SUPPLIED DATA:
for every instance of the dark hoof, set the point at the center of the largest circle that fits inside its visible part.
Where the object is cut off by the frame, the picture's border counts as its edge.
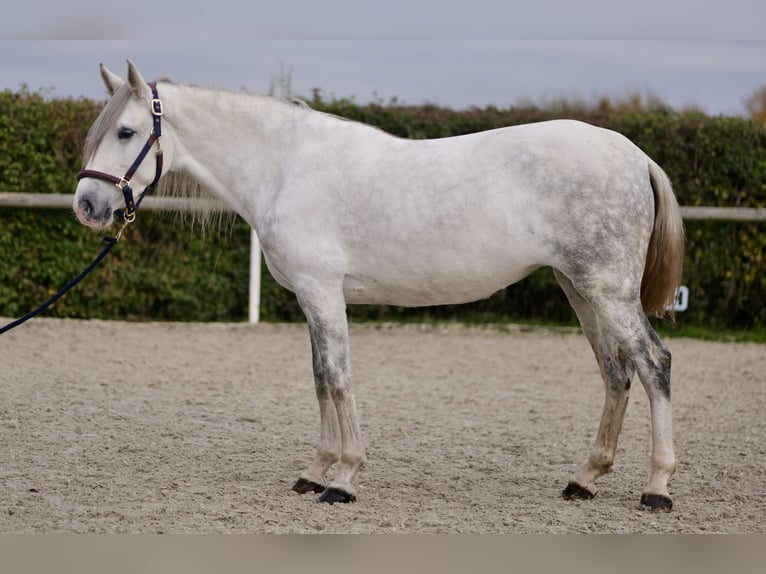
(574, 491)
(333, 495)
(655, 503)
(302, 486)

YOUR ASSIGNMENT:
The lines running from the one with "Where the object" to the close of the material above are to be retyped exactly; no picture is to be included.

ANSWER SECTION:
Where the object is cut off by the frame, the picture's border counts as its edge.
(574, 491)
(333, 495)
(655, 503)
(302, 486)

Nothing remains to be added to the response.